▶ TASK STATEMENT:
Reproduce the entries in full, with no changes.

--- START OF LISTED RECORDS ---

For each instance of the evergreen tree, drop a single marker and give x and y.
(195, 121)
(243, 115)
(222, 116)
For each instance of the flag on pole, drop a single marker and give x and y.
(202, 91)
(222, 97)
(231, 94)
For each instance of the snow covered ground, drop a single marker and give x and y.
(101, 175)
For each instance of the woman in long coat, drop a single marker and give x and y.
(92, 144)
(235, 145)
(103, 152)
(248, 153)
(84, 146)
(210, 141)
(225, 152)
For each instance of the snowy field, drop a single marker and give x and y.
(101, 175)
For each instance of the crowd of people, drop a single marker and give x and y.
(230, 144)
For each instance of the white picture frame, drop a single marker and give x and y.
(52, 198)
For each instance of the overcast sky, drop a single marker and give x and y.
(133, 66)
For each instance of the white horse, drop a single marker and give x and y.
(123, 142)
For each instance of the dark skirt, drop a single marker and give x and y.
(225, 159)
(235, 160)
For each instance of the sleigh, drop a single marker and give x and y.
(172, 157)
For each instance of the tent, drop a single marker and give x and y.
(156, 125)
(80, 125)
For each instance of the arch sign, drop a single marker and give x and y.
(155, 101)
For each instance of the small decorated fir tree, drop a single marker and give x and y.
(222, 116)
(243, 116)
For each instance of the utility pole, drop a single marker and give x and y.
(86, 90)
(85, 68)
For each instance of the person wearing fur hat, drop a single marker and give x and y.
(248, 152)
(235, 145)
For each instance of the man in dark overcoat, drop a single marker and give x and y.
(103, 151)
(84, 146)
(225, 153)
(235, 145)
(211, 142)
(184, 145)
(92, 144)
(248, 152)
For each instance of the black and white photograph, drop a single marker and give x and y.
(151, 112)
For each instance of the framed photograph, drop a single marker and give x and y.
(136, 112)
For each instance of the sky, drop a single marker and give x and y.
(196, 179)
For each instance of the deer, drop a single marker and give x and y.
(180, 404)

--- END OF LISTED RECORDS ---

▶ THE REPLY:
For each instance of the evergreen tree, drop a single marker and give x and y.
(195, 121)
(243, 115)
(222, 116)
For each instance of the flag on pole, drop a single marker and give x and y.
(202, 91)
(222, 97)
(231, 94)
For each instance of the snow covered ground, drop a single marker and give x and y.
(101, 175)
For each instance of the woman in long coat, drop a single marker and give x and y.
(92, 144)
(235, 145)
(103, 152)
(248, 153)
(84, 146)
(210, 141)
(225, 152)
For each instance of the snowy field, drop a single marker and give x and y.
(101, 175)
For each instance of the crowd of people, drop a single marker and give x and y.
(230, 144)
For each instance of the white picture frame, drop a single marker and give x and y.
(52, 198)
For each instance of the overcast sky, drop a single marker and give x and y.
(133, 66)
For each instance of the white horse, drop a single marker and give x and y.
(123, 142)
For each instance of the dark skirt, drop a single marker and give x and y.
(225, 159)
(235, 160)
For each instance of the sleigh, drop a single marker and give x and y.
(172, 157)
For each instance of the tent, drop a single marker and give x and y.
(156, 125)
(80, 125)
For each instance of the arch sign, drop a single marker and give x and y.
(155, 101)
For each instance of the small decorated fir tree, drop a single marker and give x and y.
(222, 116)
(243, 116)
For each instance of the utility pole, drop a single marker and give x and y.
(86, 90)
(85, 68)
For each instance of the person wearing fur hat, drop a single marker and give x and y.
(248, 152)
(235, 145)
For each instance of the man in dark overcoat, drop a single marker and give x and y.
(103, 151)
(84, 146)
(225, 153)
(235, 145)
(211, 142)
(184, 145)
(92, 144)
(248, 152)
For each instance of the black and white photograph, drop a single marker and give x and y.
(151, 112)
For each instance of the framed photograph, drop a single marker and give x and y.
(136, 112)
For each instance of the sky, drop a single marker and give x and y.
(196, 179)
For each instance of the deer, drop a single marker and give x and y.
(180, 404)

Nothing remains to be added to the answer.